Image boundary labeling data
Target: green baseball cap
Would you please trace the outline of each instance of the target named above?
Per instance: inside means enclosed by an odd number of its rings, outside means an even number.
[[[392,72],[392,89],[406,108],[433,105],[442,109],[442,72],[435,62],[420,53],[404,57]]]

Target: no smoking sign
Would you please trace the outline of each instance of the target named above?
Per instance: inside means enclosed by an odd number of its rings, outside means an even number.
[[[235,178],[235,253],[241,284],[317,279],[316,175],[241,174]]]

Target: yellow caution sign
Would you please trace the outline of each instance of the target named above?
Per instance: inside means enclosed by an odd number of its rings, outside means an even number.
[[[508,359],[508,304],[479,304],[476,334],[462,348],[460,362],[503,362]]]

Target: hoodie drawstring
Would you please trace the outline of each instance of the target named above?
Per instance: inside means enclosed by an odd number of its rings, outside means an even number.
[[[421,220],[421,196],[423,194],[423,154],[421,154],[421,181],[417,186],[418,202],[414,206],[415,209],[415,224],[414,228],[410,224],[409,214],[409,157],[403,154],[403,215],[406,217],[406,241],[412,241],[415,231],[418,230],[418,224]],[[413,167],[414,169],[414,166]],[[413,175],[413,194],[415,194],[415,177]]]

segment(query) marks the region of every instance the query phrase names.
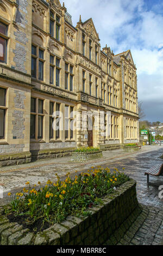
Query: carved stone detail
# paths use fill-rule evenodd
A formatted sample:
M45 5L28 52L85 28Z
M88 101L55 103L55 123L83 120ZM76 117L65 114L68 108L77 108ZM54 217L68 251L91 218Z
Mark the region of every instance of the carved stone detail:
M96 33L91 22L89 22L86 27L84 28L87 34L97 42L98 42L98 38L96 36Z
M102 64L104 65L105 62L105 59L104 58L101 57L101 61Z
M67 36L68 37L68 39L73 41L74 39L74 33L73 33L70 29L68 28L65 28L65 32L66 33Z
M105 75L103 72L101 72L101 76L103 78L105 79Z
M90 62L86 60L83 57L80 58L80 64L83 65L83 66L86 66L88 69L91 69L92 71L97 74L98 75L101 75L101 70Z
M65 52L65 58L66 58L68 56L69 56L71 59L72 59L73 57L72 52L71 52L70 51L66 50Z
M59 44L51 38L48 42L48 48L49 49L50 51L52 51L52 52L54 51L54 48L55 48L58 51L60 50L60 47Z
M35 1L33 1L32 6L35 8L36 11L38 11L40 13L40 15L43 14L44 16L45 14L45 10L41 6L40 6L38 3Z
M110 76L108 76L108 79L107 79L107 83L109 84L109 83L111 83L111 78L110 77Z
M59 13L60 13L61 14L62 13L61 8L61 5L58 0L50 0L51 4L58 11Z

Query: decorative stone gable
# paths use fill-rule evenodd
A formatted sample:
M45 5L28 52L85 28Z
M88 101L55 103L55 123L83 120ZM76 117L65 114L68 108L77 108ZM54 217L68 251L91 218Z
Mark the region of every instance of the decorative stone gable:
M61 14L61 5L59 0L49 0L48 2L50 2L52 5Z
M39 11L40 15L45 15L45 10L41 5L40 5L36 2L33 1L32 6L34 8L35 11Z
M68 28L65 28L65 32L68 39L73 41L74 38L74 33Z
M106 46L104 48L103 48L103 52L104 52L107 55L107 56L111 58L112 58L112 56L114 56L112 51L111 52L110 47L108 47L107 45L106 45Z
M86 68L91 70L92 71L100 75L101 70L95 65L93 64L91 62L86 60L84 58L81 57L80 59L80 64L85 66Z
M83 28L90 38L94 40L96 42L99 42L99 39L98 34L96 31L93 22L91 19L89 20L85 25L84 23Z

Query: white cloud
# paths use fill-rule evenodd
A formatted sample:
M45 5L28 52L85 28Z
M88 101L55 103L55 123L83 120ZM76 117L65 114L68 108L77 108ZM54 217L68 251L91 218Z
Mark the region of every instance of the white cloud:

...

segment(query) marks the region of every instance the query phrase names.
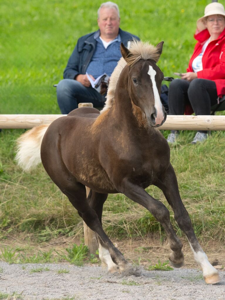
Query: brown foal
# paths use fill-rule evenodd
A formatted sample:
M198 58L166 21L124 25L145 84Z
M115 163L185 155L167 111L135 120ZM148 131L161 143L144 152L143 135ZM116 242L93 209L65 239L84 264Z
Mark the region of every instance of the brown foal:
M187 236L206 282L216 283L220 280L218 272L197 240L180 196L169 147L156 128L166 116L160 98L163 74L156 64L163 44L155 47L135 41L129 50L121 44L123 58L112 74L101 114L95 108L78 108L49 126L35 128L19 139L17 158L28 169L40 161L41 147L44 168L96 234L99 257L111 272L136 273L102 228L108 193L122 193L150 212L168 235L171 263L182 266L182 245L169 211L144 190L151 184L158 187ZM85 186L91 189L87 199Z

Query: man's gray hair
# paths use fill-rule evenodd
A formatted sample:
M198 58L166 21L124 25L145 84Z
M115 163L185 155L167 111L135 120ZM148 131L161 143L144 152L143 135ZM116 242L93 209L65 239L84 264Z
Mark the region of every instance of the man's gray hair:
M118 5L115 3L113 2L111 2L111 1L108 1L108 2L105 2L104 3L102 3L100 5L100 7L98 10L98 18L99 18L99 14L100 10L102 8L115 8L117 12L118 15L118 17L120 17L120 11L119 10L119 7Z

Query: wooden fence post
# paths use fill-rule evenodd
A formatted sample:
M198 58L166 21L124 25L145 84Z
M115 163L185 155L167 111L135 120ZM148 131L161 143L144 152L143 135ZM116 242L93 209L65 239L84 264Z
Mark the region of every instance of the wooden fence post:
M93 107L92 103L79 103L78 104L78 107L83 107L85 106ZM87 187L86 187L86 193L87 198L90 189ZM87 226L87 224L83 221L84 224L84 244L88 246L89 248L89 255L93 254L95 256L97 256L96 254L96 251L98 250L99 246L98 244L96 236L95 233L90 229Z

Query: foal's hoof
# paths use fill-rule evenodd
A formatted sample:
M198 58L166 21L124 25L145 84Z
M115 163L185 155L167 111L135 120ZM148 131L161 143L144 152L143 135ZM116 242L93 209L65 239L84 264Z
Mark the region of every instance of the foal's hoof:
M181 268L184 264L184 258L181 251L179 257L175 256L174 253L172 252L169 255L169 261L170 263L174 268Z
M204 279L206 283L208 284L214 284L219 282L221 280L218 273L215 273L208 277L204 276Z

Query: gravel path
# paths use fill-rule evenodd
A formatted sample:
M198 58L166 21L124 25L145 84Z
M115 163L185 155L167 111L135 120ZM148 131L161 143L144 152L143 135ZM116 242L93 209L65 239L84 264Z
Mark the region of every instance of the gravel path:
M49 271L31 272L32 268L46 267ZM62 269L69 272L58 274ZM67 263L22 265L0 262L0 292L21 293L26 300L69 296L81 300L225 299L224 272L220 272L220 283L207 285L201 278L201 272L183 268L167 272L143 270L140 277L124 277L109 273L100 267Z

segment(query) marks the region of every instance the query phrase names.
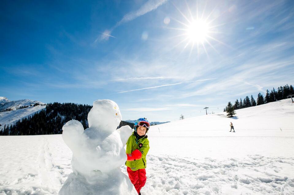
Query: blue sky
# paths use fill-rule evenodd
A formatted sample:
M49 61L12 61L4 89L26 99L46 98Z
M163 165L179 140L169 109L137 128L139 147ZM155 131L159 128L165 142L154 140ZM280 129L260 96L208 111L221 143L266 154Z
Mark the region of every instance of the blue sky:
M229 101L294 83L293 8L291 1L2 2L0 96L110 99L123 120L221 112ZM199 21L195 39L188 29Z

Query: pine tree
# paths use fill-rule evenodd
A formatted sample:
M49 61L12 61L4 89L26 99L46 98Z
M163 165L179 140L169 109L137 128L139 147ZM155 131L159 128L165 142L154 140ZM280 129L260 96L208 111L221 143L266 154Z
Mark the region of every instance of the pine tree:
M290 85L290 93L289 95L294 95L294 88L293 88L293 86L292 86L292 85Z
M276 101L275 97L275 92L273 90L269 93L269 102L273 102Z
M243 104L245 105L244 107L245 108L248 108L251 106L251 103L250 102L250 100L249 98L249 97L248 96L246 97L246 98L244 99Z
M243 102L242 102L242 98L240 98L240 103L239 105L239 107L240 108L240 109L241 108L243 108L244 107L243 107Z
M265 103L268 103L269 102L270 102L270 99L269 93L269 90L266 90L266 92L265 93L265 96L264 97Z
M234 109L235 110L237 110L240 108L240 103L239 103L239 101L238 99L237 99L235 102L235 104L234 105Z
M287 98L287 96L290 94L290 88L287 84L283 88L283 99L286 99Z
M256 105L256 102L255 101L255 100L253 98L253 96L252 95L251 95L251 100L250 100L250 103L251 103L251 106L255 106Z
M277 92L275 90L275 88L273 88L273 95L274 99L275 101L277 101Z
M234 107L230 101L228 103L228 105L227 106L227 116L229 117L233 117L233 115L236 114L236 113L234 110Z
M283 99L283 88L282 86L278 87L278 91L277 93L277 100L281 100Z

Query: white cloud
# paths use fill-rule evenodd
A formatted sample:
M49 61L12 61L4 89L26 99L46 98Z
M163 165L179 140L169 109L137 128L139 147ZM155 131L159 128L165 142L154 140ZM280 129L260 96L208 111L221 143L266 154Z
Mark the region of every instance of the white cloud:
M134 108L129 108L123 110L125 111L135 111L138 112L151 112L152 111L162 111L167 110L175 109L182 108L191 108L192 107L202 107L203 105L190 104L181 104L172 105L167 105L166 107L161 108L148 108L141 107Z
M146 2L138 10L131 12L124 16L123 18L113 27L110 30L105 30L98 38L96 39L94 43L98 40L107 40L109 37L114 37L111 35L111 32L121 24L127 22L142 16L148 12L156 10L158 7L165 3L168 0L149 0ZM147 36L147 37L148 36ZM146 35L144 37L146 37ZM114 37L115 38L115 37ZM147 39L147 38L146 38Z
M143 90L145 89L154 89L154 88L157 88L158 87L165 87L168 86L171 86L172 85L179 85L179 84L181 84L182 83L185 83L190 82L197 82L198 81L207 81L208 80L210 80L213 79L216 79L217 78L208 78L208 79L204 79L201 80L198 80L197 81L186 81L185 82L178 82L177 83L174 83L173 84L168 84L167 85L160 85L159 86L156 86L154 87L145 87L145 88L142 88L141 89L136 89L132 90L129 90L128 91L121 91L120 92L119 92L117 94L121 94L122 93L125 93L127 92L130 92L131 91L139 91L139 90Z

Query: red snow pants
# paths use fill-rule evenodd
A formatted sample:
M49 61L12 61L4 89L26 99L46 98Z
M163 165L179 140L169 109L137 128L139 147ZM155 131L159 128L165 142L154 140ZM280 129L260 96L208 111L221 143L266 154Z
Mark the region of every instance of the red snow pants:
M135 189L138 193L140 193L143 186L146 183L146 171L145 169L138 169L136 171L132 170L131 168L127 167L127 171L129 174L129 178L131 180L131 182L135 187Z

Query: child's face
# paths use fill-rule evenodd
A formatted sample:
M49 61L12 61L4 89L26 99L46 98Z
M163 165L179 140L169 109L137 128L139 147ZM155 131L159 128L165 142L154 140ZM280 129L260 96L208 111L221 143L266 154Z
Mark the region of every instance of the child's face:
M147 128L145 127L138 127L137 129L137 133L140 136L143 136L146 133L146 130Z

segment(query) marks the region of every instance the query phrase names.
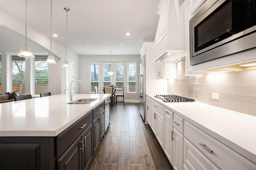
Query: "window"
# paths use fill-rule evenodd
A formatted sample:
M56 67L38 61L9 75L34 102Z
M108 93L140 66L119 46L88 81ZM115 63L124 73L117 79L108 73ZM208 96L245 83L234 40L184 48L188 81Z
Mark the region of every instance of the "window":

[Problem to solve] How many lines of the data above contain the string "sign"? Reply with the number alone.

[Solution to this problem] 2